What you will do —
[1] Decide whether each statement agrees with the passage on Israel as the chosen people, answering yes or no and quoting the words of the passage that decide it. (a) Zechariah wrote more than a thousand years after Moses. (b) Paul concludes that God has rejected his people. (c) Today's society is described as preoccupied with equality.
[2] In the passage on Israel as the chosen people, for whose sake does Paul declare the Jews are beloved?
[3] Pick up the passage on Israel as the chosen people after its last sentence and carry it forward.

Page extract —
Was Moses being too starry-eyed, too close to the Israelites to see things in perspective, when he spoke of them as the “chosen people”? The answer is a resounding “No”. Over 1,000 years later, even after that same rebellious spirit had driven them into captivity in Babylon, Zechariah the prophet could still write to the people of Judah: “Thus said the LORD of hosts … he who touches you touches the apple of his eye” (Zechariah 2:8).

There is nothing we treasure more than our eyesight; to touch the eyeball causes instant pain and a violent reaction. This is how God felt when nations had oppressed the people He loved. 500 years later still, after the Jews had killed God’s Son and rejected the Gospel, the Apostle Paul asks, “Has God rejected his people?” He replies, emphatically, “By no means”. “They are beloved,” he declares, “for the sake of their forefathers. For the gifts and the call of God are irrevocable” (Romans 11:1,28,29). Like the father of the prodigal son in Jesus’ parable, God’s love for His people has never changed, even though they have often made Him sad.

The idea that God has a special relationship with the nation of Israel does not go down well today. Our society is preoccupied with equality and equal opportunity. Why should God choose one nation out of the many that fill the globe? What is so special about that tiny strip of land between the continents, the country we now call Israel, for which He seems to have such a deep regard?

A short answer to this question would be that as God is the Creator, He does not have to answer to us for what He does. We view His work from a very short time-span, compared with the eternity through which He operates. We must be prepared to wait a very long time if we want to know why He does things a certain way.

Image region labeling listing —

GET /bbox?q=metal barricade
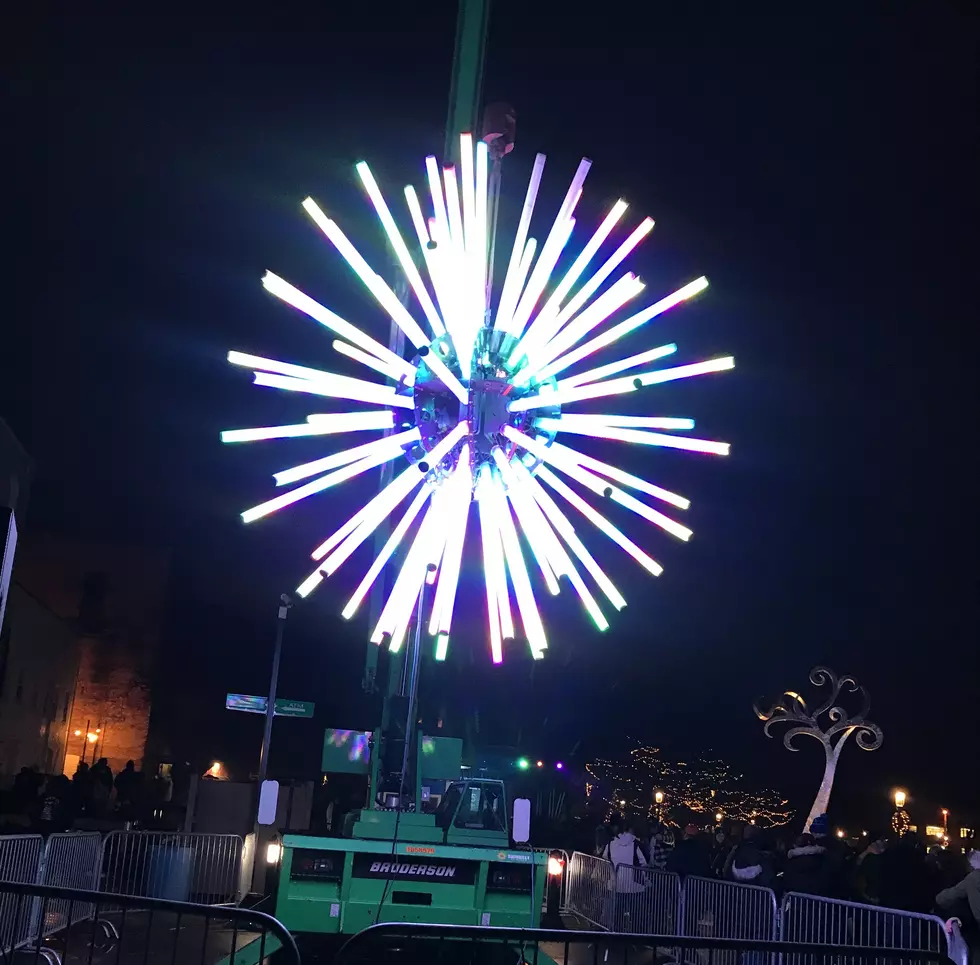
[332,923,948,965]
[0,834,44,957]
[99,831,244,905]
[0,882,300,965]
[607,864,682,935]
[681,876,778,965]
[534,848,570,912]
[566,851,614,928]
[780,892,950,965]
[33,831,102,938]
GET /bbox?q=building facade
[0,583,78,781]
[16,536,169,773]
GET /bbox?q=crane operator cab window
[436,781,507,834]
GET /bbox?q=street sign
[225,694,316,717]
[225,694,269,714]
[276,700,315,717]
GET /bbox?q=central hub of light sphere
[408,329,560,480]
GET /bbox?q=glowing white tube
[262,271,415,376]
[313,422,469,575]
[273,429,420,486]
[228,352,340,382]
[303,198,429,348]
[503,426,692,541]
[242,449,401,523]
[639,355,735,385]
[535,417,729,456]
[356,167,446,338]
[507,355,735,412]
[530,476,626,610]
[435,633,449,661]
[507,378,637,412]
[506,459,609,630]
[507,217,575,338]
[254,372,414,409]
[425,155,450,252]
[555,218,653,331]
[459,134,476,253]
[221,411,395,442]
[538,466,664,576]
[331,338,415,386]
[342,486,432,620]
[429,446,473,635]
[538,276,708,379]
[477,466,507,663]
[522,272,646,381]
[524,434,691,509]
[493,154,545,331]
[491,476,548,660]
[442,167,465,255]
[558,342,677,389]
[405,185,452,329]
[492,447,561,596]
[371,493,446,652]
[534,413,694,429]
[310,466,423,560]
[517,200,629,358]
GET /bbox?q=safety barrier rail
[609,865,680,938]
[534,848,571,911]
[780,892,951,965]
[0,834,44,957]
[333,924,947,965]
[0,881,300,965]
[681,877,780,965]
[563,851,966,965]
[99,831,244,905]
[564,851,612,928]
[32,832,102,938]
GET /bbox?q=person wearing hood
[783,834,832,897]
[724,824,776,888]
[936,851,980,965]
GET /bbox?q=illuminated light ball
[221,134,735,664]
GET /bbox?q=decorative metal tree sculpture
[753,667,884,829]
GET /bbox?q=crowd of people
[11,757,173,834]
[596,815,980,952]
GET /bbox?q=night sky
[0,0,980,820]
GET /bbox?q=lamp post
[892,787,911,834]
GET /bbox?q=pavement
[38,911,269,965]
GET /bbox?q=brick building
[16,537,169,774]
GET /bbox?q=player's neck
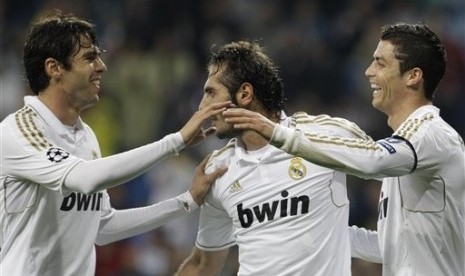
[388,100,432,132]
[240,130,269,151]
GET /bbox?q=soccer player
[0,11,229,276]
[223,23,465,276]
[177,41,366,276]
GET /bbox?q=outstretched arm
[96,156,227,245]
[63,102,231,194]
[175,247,229,276]
[223,108,417,178]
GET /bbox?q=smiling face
[199,65,237,139]
[60,35,107,111]
[365,40,406,115]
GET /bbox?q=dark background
[0,0,465,276]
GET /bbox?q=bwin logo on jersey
[60,192,103,211]
[237,191,310,228]
[47,148,69,163]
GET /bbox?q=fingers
[197,154,211,172]
[203,127,216,137]
[207,167,228,182]
[200,101,234,118]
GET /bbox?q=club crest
[289,157,307,180]
[47,148,69,163]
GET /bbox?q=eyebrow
[82,46,105,58]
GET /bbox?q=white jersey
[0,96,196,276]
[272,105,465,276]
[0,97,110,275]
[196,113,365,276]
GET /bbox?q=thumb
[207,167,228,181]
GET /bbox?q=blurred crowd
[0,0,465,276]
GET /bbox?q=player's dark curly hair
[208,41,285,117]
[23,9,99,94]
[381,22,446,100]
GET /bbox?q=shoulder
[2,106,52,151]
[291,112,371,140]
[205,138,236,172]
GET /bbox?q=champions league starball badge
[289,157,307,180]
[47,148,69,163]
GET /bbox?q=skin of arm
[223,108,417,178]
[63,101,231,194]
[96,156,227,245]
[175,247,229,276]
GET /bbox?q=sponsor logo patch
[378,142,396,154]
[47,148,69,163]
[288,157,307,180]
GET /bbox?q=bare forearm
[64,133,184,194]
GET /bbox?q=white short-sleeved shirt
[271,105,465,276]
[0,96,111,276]
[378,106,465,276]
[196,113,365,276]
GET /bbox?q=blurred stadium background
[0,0,465,276]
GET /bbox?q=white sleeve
[95,192,198,245]
[349,226,383,263]
[270,124,417,178]
[63,132,185,194]
[195,195,236,251]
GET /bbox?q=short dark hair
[381,22,447,100]
[208,41,285,117]
[23,9,99,94]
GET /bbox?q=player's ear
[236,82,254,107]
[45,58,63,80]
[405,67,423,87]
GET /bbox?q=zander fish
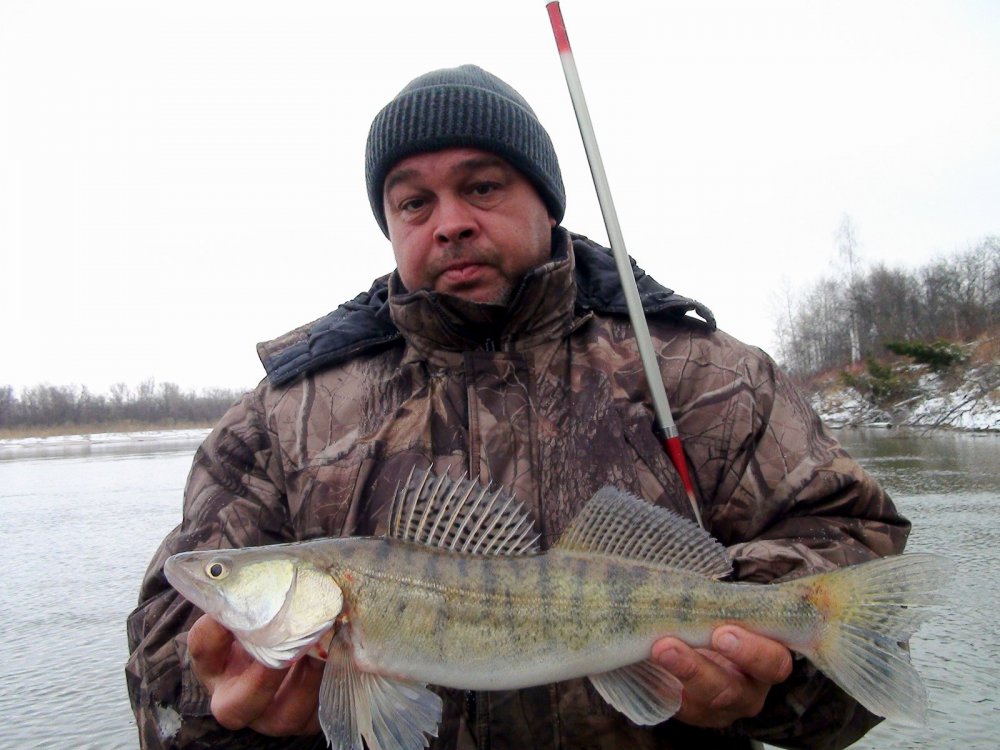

Answers below —
[1]
(a) Yes: "Over 1,000 years later, even after that same rebellious spirit had driven them into captivity in Babylon, Zechariah the prophet could still write to the people of Judah"
(b) No: "He replies, emphatically, “By no means”."
(c) Yes: "Our society is preoccupied with equality and equal opportunity."

[2] For the sake of their forefathers.

[3]
God’s design

It is like walking past a building site when a new town hall or office block is being built. We peer through the gap in the fencing and all we see is mud and holes, cranes and scaffolding, noisy activity with no obvious end-product. We know, of course, the activity is not really aimless. Tucked away in the contractor’s cabin are drawers of plans, and flow charts listing the dates by which the foundations, walls, roof and services will be complete. If we were good at technical drawing, we could leaf through the plans and visualize the final appearance of the building, admiring the grace and practicality of the design. But, at first sight, just walking by, we may go home and grumble that the Council is wasting its money.

Looking at God’s work is very like that. We shall never see things in perspective unless we step inside the cabin and look at the plans. And that is where we hope to help in this booklet: to open up God’s great design, revealed in the Bible. God has a set of plans, and a schedule with the order of operations carefully laid out. The building He is constructing is called the kingdom of God, and one day, when all the stages of preparation are complete, He will reveal an earth filled with grace and beauty, inhabited by people from all the past centuries who have loved and waited for Him. With Jesus as their king, they will govern the peoples of the earth in an age of peace when at last God’s will is done. And the nation of Israel will be seen, in that day, to have been the framework of the structure, the joists and beams on which the many rooms and corridors depend.

Let us look through the Bible, then, to see from God’s point of view what has been happening this last 4,000 years.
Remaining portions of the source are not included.